> _Source passage_
- - - - -

Dead Kennedys, for those who don't know, were a big deal in the world of punk rock, one of the most popular American acts the genre ever produced. The band's music ran, for the most part, at the speed of a blender on puree. And the lyrics-- written by singer and songwriter Jello Biafra-- were strongly anti-government, to the point of paranoia. They had a song called "Government Flu" about an imagined attempt by the US to poison its own citizens. Another tune called "California Uber Alles" compared former governor Jerry Brown to Hitler.

[MUSIC -- "CALIFORNIA UBER ALLES" BY THE DEAD KENNEDYS]

Guarino ordered up an investigation, and soon after, nine cops were busting into the apartment of Jello Biafra. This was the sort of case that could make a young prosecutor's name, and Guarino made the most of it. During the year and a half it took to get this matter into court, he was quoted in places like the New York Times, and he was soon famous enough to be denounced by Frank Zappa.

He wanted to set a precedent. And he was on a winning streak-- 30 victories in a row-- which made him a little cocky. He never bothered to research the Dead Kennedys. And when a colleague suggested he might want to listen to the Frankenchrist album, he ignored her. He believed in what he was doing. The law seemed utterly clear to him. And he was in love with the righteousness of his cause. At one point, he actually compared Jello Biafra to a serial murderer named Richard Ramirez, who was convicted of killing 13 people.

But as soon as the trial began, Guarino realized that he would have to fight for the moral high ground. He was up against Phil Schnayerson, a very expensive and widely-admired defense lawyer who decided to take Jello's case for free. Schnayerson had a mastery of the arguments and a sense of humor. Even when Phil was interviewing prospective jurors, it seemed to Guarino he was charming the room.

Michael Guarino

He seemed to be having a whole lot of fun with the trial, way more fun than I was having with it. And he seemed to feel like he was on the right side. And that's not usual, for a prosecutor to be involved in a case in which the defense attorney has this feeling of righteousness. That's supposed to be mine. That's supposed to be my territory. And so it was upsetting to see him so sure of himself, and so sure of the merits of his case. And I could start reading the jurors. I pride myself on being able to see what's on the jurors' minds, really almost within 10 seconds of their starting to answer questions. And I didn't like what I was seeing. I was seeing a lot of various degrees of hatred for me registering on faces. So I started getting the feeling that this was not a great case very early on in the trial.

David Segal

But Guarino had a Perry Mason moment in mind that he thought was a killer.

Michael Guarino

You know, every prosecutor wants to present the critical evidence in a dramatic way. And I wanted the poster introduced by the mother of the child who had purchased the album. "Let's get Mary Sierra to the stand." And then she would lay the foundation for this poster. I'd ask her if this is similar to the poster that she saw in the album that her son had purchased. She would say, yes. And then at that point, I would have it marked as an exhibit, and I-- not Phil, but I-- would then show it to the jury. And it would be the moment that I chose, rather than the moment that Phil chose.

And instead of that happening, Phil, on his first question-- I mean it was like his first question out of the box. All of a sudden, Phil is passing this poster out to the jurors. And they're looking at it. And they are getting used to it. And he said, this is a poster that's ugly and it's offensive. But you're going to have to decide whether or not it's obscene.

- - - - -

> _Record list_
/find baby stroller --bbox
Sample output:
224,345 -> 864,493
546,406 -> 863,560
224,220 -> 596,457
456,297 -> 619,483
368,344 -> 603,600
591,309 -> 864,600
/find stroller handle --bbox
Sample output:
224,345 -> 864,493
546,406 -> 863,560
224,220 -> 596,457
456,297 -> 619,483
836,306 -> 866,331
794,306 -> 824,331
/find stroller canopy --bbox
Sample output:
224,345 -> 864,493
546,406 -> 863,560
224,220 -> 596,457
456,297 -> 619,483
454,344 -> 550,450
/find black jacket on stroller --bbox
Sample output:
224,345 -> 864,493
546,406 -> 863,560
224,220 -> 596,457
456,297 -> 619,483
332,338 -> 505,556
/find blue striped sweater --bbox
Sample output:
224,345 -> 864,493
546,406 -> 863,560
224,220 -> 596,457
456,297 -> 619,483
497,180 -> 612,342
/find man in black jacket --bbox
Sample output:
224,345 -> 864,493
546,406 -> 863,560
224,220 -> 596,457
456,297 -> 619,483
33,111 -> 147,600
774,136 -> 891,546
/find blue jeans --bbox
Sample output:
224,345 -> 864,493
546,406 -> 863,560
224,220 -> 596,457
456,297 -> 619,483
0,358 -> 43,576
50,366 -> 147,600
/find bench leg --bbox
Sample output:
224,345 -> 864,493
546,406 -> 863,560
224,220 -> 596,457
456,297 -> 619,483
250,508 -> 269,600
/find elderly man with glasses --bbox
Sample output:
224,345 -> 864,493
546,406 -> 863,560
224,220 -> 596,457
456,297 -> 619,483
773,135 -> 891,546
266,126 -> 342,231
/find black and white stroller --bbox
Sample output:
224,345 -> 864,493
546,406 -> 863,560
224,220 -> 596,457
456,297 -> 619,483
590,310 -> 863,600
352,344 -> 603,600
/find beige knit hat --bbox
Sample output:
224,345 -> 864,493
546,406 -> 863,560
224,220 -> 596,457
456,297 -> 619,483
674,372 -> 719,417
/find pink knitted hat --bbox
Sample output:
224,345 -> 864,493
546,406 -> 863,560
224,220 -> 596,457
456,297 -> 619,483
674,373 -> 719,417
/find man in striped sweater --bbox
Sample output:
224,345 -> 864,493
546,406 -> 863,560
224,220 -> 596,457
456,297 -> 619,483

- - - - -

> _Work to complete_
Answer these from the Dead Kennedys transcript:
(a) How many courtroom victories in a row did Guarino have when he took on the case?
(b) Which defense lawyer took Jello Biafra's case for free?
(c) Whom did Guarino want to introduce the poster at trial?

> _Exercise answer_
(a) 30
(b) Phil Schnayerson
(c) Mary Sierra, the mother of the child who had purchased the album